*** Opening of RECORDS ***
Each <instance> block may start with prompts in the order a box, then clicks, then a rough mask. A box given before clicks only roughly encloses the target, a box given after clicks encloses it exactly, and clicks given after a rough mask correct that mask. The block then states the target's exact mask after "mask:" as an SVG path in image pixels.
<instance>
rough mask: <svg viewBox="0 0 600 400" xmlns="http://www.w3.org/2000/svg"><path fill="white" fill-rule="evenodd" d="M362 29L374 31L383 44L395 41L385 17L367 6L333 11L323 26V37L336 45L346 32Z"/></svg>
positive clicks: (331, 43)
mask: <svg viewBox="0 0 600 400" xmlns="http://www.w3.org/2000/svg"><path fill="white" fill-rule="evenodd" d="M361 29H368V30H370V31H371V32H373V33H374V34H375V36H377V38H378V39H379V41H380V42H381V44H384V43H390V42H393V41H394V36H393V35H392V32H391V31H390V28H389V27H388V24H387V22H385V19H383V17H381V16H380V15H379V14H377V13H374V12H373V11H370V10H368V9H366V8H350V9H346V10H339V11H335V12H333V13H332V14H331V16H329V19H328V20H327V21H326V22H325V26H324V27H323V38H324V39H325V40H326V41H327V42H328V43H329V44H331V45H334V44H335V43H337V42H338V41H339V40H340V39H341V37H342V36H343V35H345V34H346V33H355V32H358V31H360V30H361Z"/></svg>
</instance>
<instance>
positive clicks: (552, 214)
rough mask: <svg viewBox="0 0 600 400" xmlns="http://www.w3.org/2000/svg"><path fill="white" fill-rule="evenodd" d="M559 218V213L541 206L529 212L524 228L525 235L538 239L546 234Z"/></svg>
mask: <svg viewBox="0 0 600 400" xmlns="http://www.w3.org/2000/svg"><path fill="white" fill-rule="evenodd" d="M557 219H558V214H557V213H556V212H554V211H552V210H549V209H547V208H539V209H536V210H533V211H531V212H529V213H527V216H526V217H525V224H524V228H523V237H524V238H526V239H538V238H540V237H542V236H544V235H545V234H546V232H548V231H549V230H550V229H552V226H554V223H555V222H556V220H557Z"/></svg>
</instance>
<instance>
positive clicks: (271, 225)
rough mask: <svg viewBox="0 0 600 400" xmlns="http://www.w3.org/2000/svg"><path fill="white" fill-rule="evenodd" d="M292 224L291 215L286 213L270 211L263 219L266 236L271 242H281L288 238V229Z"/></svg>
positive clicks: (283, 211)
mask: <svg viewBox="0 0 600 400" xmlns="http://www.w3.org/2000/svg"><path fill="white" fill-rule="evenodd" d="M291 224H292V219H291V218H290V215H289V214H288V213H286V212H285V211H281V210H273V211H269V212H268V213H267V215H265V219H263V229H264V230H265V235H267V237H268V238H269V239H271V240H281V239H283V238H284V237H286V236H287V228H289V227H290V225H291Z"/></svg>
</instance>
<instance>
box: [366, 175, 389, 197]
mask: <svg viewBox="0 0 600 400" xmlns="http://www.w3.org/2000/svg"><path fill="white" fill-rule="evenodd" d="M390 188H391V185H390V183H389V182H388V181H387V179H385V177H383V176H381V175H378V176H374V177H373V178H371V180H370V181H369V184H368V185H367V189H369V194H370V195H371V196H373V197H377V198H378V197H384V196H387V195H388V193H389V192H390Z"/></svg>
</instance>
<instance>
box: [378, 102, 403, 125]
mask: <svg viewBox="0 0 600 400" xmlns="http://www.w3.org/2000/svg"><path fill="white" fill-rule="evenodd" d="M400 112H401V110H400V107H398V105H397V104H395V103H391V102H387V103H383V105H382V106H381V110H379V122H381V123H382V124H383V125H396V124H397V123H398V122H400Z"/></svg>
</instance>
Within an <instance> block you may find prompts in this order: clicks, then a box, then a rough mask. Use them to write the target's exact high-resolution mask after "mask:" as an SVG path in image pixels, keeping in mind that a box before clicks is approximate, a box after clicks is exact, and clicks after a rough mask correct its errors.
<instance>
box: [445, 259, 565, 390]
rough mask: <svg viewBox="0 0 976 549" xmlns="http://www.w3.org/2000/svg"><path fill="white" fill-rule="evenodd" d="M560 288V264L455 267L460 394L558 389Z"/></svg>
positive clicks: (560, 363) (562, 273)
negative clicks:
*** Close of RECORDS ***
• [WORK INSTRUCTIONS] Could you please reproduce each record exactly, leaving nothing out?

• [ANSWER FOR THIS EXERCISE]
Each <instance> block may start with prompts in the order a box, then clicks, then a rough mask. A box given before clicks only roughly encloses the target, a box given after clicks encloses it exactly, and clicks given after a rough mask correct that mask. The block then states the target's exact mask after "mask:" as an SVG path in image pixels.
<instance>
rough mask: <svg viewBox="0 0 600 400" xmlns="http://www.w3.org/2000/svg"><path fill="white" fill-rule="evenodd" d="M362 29L374 31L383 44L395 41L385 17L367 6L333 11L323 26V37L336 45L346 32Z"/></svg>
positive clicks: (331, 43)
mask: <svg viewBox="0 0 600 400" xmlns="http://www.w3.org/2000/svg"><path fill="white" fill-rule="evenodd" d="M361 29H368V30H370V31H371V32H373V33H374V34H375V36H377V38H378V39H379V41H380V42H381V44H384V43H390V42H393V41H394V36H393V35H392V32H391V31H390V28H389V27H388V24H387V22H385V19H383V17H381V16H380V15H379V14H377V13H374V12H373V11H370V10H368V9H366V8H350V9H346V10H339V11H335V12H333V13H332V14H331V16H329V19H328V20H327V21H326V22H325V26H324V27H323V38H324V39H325V40H326V41H327V42H328V43H329V44H331V45H334V44H335V43H337V42H338V41H339V40H340V39H341V37H342V36H343V35H345V34H346V33H355V32H358V31H360V30H361Z"/></svg>
</instance>
<instance>
positive clicks: (552, 214)
rough mask: <svg viewBox="0 0 600 400" xmlns="http://www.w3.org/2000/svg"><path fill="white" fill-rule="evenodd" d="M559 218V213L541 206L529 212L524 228L525 235L538 239L546 234Z"/></svg>
mask: <svg viewBox="0 0 600 400" xmlns="http://www.w3.org/2000/svg"><path fill="white" fill-rule="evenodd" d="M557 219H558V214H557V213H556V212H554V211H552V210H549V209H547V208H539V209H536V210H533V211H531V212H529V213H527V216H526V217H525V224H524V228H523V237H524V238H526V239H538V238H540V237H542V236H544V235H545V234H546V232H548V231H549V230H550V229H552V226H554V223H555V222H556V220H557Z"/></svg>
</instance>
<instance>
positive clicks: (271, 225)
rough mask: <svg viewBox="0 0 600 400" xmlns="http://www.w3.org/2000/svg"><path fill="white" fill-rule="evenodd" d="M292 224L291 215L286 213L270 211L263 219L266 236L271 242H281L288 238V229Z"/></svg>
positive clicks: (283, 211)
mask: <svg viewBox="0 0 600 400" xmlns="http://www.w3.org/2000/svg"><path fill="white" fill-rule="evenodd" d="M291 224H292V219H291V218H290V215H289V214H288V213H286V212H285V211H281V210H273V211H269V212H268V213H267V215H265V219H263V229H264V230H265V235H267V237H268V238H269V239H271V240H281V239H283V238H284V237H286V236H287V228H289V227H290V225H291Z"/></svg>
</instance>
<instance>
box: [366, 175, 389, 197]
mask: <svg viewBox="0 0 600 400" xmlns="http://www.w3.org/2000/svg"><path fill="white" fill-rule="evenodd" d="M390 188H391V185H390V183H389V182H388V181H387V179H385V177H383V176H381V175H378V176H374V177H373V178H371V180H370V181H369V184H368V185H367V189H369V194H370V195H371V196H373V197H377V198H378V197H384V196H387V195H388V193H389V192H390Z"/></svg>
</instance>
<instance>
box: [378, 102, 403, 125]
mask: <svg viewBox="0 0 600 400" xmlns="http://www.w3.org/2000/svg"><path fill="white" fill-rule="evenodd" d="M400 112H401V110H400V107H398V105H397V104H395V103H391V102H387V103H383V105H382V106H381V110H379V122H381V123H382V124H383V125H396V124H397V123H398V122H400Z"/></svg>
</instance>
Within an <instance> block you may find prompts in this order: clicks, then a box, then a rough mask. Use them to write the target's exact high-resolution mask after "mask:" as an SVG path in image pixels, keeping in mind that a box before clicks is approximate, a box after clicks is exact, and clicks after a rough mask correct its errors.
<instance>
box: [445, 259, 565, 390]
rough mask: <svg viewBox="0 0 976 549" xmlns="http://www.w3.org/2000/svg"><path fill="white" fill-rule="evenodd" d="M560 288V264L455 267L460 394L558 389Z"/></svg>
positive clicks: (560, 363) (562, 273)
negative clicks:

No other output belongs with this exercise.